• **Article**:
------------------------------------------------------------

30 Days of Statistics

Day 1: Basics of Measurement

June 1, 2021

Measurement is the process of assigning numbers to objects to facilitate the use of mathematics.
Levels of Measurement: Nominal and Ordinal data, Interval and Ratio Data, Continuous and discrete Data
Operationalization :The process of specifying how a concept will be defined and measured. For example, intelligence has no definite metric; instead, we use IQ score to measure intelligence. Other examples include disaster preparedness, quality of life, pain, etc.
Proxy Measurement :The process of substituting one measurement with another.
Errors :Reducible errors / systemic errors and Irreducible errors / random errors
Evaluation of Methods of Measurement :Reducible errors / systemic errors and Irreducible errors / random errors

Day 2: Evaluation of Methods of measurement

June 2, 2021

Measurement is the process of assigning numbers to objects to facilitate the use of mathematics.
Reliability:How consistent or repeated measurements are. Many measures of reliability draw on the correlation coefficient. Three primary approaches: multiple occasion reliability, multiple forms reliability, and internal consistency.
Validity :Multiple form: How similarly different versions of testing perform in measuring the same entity. Multiple form: How similarly different versions of testing perform in measuring the same entity. Internal consistency: How well the items that make up an instrument reflect the same construct.
Triangulation :The process of combining different information from different sources to arrive at a true or, at least, most accurate value. For example, Multi-method matrix (MTMM)

Day 3: Method of Central Tendency

June 3, 2021

Among the first statistics computed for the continuous variables in a new dataset. These measures indicate where most values in a distribution fall .
The three most common measures of central tendency are the mean, the median, and the mode. One’s choice of mean, median, or mode can dramatically change the interpretation of the data.
The mean is the arithmetic average (the sum of the scores divided by the number of scores). While the mean is the most common measure of a dataset’s center, there are situations when it cannot be used.

------------------------------------------------------------

• **Recorded information**:
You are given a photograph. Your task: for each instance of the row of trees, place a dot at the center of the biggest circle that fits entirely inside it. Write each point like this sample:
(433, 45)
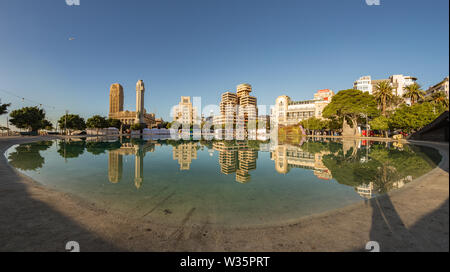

------------------------------------------------------------

• **Instructions**:
1 – From the statistics notes, reproduce the passage from "June 2, 2021" up to and including "the same construct.".
2 – List the title of each day that the statistics notes cover.

• **Task-by-task outputs**:
1 –
June 2, 2021

Measurement is the process of assigning numbers to objects to facilitate the use of mathematics.
Reliability:How consistent or repeated measurements are. Many measures of reliability draw on the correlation coefficient. Three primary approaches: multiple occasion reliability, multiple forms reliability, and internal consistency.
Validity :Multiple form: How similarly different versions of testing perform in measuring the same entity. Multiple form: How similarly different versions of testing perform in measuring the same entity. Internal consistency: How well the items that make up an instrument reflect the same construct.

2 –
Basics of Measurement
Evaluation of Methods of measurement
Method of Central Tendency